> [WORK TO COMPLETE] Reproduce every line of the material, starting at the line containing "identify the shirt" and ending at its final line. Offset each coordinate in the answers by 86.

++++ SUPPLIED DATA ++++

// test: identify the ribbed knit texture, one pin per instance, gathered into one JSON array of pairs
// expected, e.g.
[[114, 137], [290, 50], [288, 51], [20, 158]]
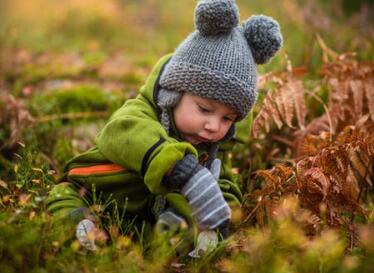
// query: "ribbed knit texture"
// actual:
[[217, 60]]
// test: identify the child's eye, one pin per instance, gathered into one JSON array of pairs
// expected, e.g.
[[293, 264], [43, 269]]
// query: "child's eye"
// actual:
[[228, 119], [204, 109]]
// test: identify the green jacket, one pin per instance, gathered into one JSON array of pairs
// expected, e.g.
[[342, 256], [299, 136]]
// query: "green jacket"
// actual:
[[132, 155]]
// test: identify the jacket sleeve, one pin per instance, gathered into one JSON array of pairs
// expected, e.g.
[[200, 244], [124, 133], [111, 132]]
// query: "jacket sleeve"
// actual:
[[136, 140]]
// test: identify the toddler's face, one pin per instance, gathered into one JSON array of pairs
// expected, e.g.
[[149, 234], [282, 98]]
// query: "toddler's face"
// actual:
[[202, 120]]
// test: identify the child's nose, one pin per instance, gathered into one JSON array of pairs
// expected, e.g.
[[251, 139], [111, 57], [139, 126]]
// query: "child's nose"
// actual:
[[213, 124]]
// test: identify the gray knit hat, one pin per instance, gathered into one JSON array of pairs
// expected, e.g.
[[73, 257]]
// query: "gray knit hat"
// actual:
[[218, 60]]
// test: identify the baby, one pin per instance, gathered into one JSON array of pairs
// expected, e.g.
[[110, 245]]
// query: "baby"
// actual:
[[157, 155]]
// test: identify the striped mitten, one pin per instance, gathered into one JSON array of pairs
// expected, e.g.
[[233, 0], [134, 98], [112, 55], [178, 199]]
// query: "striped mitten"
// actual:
[[202, 191]]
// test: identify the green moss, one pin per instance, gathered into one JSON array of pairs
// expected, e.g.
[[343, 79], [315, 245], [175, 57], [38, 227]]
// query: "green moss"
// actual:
[[78, 99]]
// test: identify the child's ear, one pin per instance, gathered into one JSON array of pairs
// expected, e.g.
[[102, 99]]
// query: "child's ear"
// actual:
[[263, 36]]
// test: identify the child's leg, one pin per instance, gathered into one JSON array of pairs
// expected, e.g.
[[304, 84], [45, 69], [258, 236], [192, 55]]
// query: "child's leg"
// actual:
[[67, 208]]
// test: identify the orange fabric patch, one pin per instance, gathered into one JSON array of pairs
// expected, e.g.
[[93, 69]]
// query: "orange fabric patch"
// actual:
[[97, 169]]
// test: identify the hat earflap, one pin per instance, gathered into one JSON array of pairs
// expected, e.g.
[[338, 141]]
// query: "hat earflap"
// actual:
[[263, 36], [213, 17], [166, 100]]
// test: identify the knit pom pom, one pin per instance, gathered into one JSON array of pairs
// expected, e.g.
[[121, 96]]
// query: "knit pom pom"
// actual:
[[214, 17], [263, 36]]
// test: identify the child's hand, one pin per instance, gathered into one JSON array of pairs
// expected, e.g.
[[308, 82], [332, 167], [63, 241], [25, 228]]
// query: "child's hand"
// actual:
[[201, 190], [85, 234]]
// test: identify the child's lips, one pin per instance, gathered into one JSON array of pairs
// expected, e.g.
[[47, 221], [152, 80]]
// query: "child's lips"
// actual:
[[196, 139]]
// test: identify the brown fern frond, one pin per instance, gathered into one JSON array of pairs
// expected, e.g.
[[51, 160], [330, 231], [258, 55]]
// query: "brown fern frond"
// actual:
[[317, 181], [282, 104], [369, 91], [351, 88]]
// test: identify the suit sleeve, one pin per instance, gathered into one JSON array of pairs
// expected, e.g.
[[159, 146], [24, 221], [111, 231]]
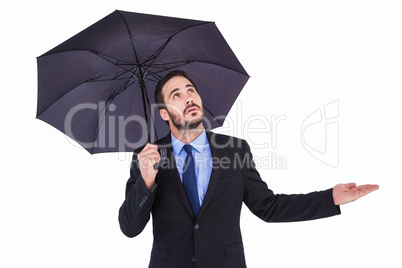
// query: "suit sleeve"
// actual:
[[135, 211], [272, 207]]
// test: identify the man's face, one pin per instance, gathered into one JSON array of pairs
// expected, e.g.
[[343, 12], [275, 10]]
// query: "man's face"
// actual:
[[184, 105]]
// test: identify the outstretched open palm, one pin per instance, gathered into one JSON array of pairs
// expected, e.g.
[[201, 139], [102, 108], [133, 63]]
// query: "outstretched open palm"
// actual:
[[345, 193]]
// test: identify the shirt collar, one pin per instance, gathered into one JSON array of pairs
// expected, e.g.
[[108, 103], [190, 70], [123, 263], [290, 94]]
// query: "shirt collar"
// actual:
[[200, 143]]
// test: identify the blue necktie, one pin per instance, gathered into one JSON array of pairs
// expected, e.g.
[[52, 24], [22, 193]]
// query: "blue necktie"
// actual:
[[190, 180]]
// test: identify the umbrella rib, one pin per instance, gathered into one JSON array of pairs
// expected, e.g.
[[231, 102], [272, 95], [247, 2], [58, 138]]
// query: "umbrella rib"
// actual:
[[162, 47]]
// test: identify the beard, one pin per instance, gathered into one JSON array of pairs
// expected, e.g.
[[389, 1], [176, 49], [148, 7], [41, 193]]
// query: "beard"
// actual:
[[193, 123]]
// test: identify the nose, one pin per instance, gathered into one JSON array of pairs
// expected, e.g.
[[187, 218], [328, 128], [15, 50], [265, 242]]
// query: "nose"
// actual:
[[189, 101]]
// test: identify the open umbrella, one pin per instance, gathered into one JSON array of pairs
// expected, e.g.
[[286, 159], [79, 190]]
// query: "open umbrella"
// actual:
[[97, 87]]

++++

> [COMPLETE RESPONSE]
// test: identify the shirt collar, one pin per instance, gathered into one JSON array of pairs
// expected, e.g.
[[108, 103], [190, 70], [123, 263], [290, 94]]
// query: "shirt collar"
// actual:
[[286, 229]]
// test: identify the blue necktie, one pin per instance, gathered into one JSON array of pairs
// expected, e.g.
[[52, 24], [22, 193]]
// query: "blue necktie"
// actual:
[[276, 266]]
// test: identify the umbrella rib, one pin per instance, gathered into one JSON array of pairs
// expected, e.g.
[[231, 102], [272, 95], [247, 2], [58, 138]]
// query: "umbrella rib"
// actual:
[[248, 133]]
// test: identify the beard, one pin per instance, gathered into one JSON array of pairs
// expected, e.g.
[[389, 1], [176, 49], [148, 7], [41, 193]]
// query: "beard"
// actual:
[[279, 209]]
// test: identify the nose, one pin per instance, gathered into one JSON array of pairs
// expected, e.g.
[[187, 218], [328, 128], [15, 50], [265, 242]]
// query: "nose"
// actual:
[[275, 187]]
// test: identify the open umbrella, one pin per instance, gathered into one JSON array of pairs
// expected, e.g.
[[286, 159], [79, 190]]
// query: "open umbrella"
// actual:
[[183, 173]]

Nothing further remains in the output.